━━━ PROVIDED RECORDS

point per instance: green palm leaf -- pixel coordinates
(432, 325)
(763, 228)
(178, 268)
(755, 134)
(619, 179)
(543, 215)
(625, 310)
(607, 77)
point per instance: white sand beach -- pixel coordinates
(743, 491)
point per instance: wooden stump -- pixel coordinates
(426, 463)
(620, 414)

━━━━━━
━━━ PROVIDED RECORDS

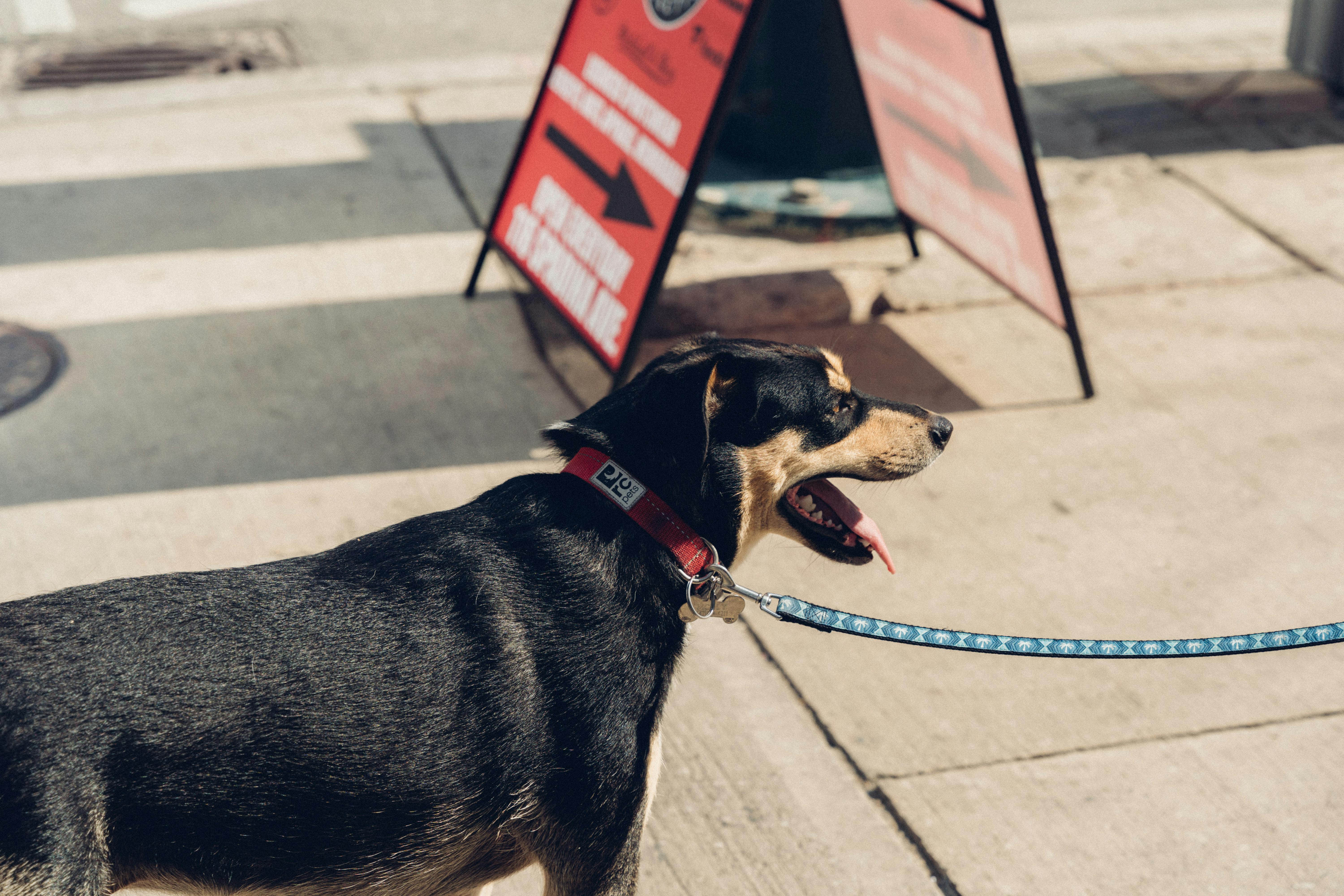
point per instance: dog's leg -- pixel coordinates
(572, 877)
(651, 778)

━━━━━━

GIVEN EXERCISE | Find every line in the listing above that contains the word "pixel" and copy each of those lines.

TASK OUTPUT |
point per instance: green palm leaf -- pixel coordinates
point per instance: white sand beach -- pixel coordinates
point per instance: wooden stump -- pixel coordinates
point per instance: dog's leg -- pixel coordinates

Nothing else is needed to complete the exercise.